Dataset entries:
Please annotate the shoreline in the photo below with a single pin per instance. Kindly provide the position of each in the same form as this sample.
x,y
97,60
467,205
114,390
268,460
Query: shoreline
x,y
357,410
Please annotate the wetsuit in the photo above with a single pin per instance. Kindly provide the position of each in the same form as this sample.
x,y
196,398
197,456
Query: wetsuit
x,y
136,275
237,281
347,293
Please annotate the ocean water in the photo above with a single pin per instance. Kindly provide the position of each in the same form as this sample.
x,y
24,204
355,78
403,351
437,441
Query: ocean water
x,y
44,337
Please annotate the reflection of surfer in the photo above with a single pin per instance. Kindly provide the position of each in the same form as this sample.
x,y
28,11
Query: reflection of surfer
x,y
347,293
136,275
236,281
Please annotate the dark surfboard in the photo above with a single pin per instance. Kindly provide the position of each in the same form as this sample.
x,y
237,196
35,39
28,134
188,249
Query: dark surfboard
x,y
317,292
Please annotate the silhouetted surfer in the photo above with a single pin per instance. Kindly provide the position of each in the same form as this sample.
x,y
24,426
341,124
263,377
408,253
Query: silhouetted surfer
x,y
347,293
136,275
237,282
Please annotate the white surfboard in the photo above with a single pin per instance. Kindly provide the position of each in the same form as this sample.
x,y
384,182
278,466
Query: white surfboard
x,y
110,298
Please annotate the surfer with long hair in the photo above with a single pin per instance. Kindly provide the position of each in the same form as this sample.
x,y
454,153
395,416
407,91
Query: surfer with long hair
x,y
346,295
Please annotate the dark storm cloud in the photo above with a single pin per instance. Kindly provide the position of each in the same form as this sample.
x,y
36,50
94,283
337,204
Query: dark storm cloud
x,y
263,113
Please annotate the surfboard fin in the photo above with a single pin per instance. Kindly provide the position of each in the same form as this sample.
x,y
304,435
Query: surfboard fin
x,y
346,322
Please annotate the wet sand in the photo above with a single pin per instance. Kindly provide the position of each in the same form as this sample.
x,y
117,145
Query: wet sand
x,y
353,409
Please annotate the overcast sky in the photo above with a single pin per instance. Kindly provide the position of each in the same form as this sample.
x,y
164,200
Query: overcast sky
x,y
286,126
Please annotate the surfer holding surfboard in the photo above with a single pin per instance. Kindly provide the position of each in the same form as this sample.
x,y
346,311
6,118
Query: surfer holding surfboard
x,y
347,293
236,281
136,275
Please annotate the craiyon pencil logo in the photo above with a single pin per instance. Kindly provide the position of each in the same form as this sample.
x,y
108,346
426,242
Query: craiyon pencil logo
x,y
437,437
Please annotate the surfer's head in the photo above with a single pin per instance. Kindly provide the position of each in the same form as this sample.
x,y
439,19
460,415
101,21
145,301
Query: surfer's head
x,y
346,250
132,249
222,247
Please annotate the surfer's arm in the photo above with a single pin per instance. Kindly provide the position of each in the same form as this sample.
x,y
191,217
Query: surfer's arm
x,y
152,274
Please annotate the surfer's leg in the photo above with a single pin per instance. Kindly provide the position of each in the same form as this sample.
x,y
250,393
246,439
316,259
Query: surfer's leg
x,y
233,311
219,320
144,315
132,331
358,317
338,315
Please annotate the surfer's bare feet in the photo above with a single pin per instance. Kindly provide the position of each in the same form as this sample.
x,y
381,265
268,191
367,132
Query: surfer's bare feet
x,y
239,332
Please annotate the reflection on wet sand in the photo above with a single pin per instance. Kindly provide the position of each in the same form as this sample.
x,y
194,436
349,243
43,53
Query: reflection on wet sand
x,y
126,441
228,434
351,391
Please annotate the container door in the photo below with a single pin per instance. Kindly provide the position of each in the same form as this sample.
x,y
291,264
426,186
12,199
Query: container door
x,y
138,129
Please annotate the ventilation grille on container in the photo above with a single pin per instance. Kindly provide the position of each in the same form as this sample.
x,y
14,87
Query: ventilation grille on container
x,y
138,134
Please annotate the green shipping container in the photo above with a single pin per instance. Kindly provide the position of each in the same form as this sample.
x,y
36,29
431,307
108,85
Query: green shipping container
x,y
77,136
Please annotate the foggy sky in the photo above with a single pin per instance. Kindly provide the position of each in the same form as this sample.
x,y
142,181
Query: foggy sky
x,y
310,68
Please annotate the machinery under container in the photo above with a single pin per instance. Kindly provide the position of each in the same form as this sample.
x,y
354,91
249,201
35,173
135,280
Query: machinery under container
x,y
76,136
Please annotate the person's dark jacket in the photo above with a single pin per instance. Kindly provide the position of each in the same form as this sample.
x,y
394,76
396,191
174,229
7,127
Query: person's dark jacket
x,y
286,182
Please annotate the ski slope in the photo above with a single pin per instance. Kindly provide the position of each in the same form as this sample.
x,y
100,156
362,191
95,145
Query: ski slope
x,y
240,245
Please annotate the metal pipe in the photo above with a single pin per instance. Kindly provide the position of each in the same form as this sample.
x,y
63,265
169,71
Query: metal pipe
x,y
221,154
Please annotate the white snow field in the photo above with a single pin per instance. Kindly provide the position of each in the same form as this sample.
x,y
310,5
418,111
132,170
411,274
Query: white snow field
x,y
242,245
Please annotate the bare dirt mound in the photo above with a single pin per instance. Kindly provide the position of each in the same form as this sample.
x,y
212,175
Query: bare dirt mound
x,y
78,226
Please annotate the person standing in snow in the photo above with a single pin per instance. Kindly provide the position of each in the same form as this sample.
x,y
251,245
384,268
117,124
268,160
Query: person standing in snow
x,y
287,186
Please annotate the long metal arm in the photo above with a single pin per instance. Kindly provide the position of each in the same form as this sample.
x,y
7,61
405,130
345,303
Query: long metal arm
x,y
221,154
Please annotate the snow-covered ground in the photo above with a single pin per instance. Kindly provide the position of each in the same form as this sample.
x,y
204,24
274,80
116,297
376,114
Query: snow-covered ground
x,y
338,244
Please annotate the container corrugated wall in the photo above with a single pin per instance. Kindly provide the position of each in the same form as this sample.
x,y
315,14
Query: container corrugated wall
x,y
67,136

PROBLEM DESCRIPTION
Your response should be the lines of the entries above that include the string "below".

RESPONSE TO THE TASK
Please annotate the shoreline in the photo below with a single pin per instance. Kindly provide the position of each in the same form as this sample.
Please annotate the container door in the photo below with a single pin per instance. Kindly provide the position of each in the same form as this sample.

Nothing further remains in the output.